Lay out the entries, starting at the first line and ending at the line that contains "[[207, 24]]", as a Markdown table with a Row column for the row number and a Line column for the line. Leave out any blank lines.
* begin DATASET EXCERPTS *
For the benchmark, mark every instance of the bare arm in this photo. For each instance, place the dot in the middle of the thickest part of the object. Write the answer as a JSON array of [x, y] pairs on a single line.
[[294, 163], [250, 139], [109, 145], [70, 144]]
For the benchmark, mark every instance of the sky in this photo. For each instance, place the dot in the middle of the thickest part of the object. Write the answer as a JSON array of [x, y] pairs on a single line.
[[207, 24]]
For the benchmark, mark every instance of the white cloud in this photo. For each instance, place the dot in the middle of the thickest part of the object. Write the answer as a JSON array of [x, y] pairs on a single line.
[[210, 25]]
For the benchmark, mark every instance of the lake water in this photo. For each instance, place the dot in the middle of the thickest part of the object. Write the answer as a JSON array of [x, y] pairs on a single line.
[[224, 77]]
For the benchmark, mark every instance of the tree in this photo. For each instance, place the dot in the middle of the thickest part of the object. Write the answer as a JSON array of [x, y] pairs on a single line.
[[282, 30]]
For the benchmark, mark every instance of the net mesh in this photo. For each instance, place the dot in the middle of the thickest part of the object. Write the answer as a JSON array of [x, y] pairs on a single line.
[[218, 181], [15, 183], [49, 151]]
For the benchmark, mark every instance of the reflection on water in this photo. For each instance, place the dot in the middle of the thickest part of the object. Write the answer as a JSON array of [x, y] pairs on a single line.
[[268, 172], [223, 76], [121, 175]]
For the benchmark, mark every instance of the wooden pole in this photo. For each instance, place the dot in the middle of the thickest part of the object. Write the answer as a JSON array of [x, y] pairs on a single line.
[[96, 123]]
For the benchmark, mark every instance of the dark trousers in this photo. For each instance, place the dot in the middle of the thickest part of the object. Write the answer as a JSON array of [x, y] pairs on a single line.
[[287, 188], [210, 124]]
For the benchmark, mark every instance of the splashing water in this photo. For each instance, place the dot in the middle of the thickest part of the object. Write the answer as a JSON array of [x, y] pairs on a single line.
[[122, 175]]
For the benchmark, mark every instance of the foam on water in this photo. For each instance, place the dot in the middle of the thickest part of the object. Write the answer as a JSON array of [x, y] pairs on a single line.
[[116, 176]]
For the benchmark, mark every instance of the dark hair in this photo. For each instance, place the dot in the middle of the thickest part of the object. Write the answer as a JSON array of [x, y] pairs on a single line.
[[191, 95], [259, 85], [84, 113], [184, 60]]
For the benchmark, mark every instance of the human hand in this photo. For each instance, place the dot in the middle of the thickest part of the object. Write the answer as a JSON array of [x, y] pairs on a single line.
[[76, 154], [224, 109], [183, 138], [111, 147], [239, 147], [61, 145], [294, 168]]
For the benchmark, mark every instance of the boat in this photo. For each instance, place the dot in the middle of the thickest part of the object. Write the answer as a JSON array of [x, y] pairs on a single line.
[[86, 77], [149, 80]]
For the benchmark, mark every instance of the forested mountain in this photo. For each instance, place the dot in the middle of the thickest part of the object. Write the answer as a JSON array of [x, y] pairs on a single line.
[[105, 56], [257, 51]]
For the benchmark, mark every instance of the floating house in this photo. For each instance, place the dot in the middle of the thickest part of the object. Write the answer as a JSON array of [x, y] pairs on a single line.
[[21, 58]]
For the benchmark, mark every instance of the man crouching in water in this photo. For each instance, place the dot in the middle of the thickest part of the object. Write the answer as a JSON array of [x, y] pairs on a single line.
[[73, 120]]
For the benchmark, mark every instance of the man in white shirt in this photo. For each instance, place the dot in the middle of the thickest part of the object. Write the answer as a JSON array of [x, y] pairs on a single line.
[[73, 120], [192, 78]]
* end DATASET EXCERPTS *
COMPLETE RESPONSE:
| Row | Line |
|---|---|
| 1 | For the benchmark, mark every instance of the bare arm in this photo. For each instance, place the dot in the middle of the thickest part of the object. Write the answer as a JSON array of [x, y] pairs on a single line. |
| 2 | [[294, 163], [250, 139], [109, 145], [70, 144]] |
| 3 | For the benchmark, mark every instance of the sky in this photo. For each instance, place the dot in the middle of the thickest part of the object. Write the answer as a JSON array of [x, y] pairs on a single line. |
| 4 | [[207, 24]] |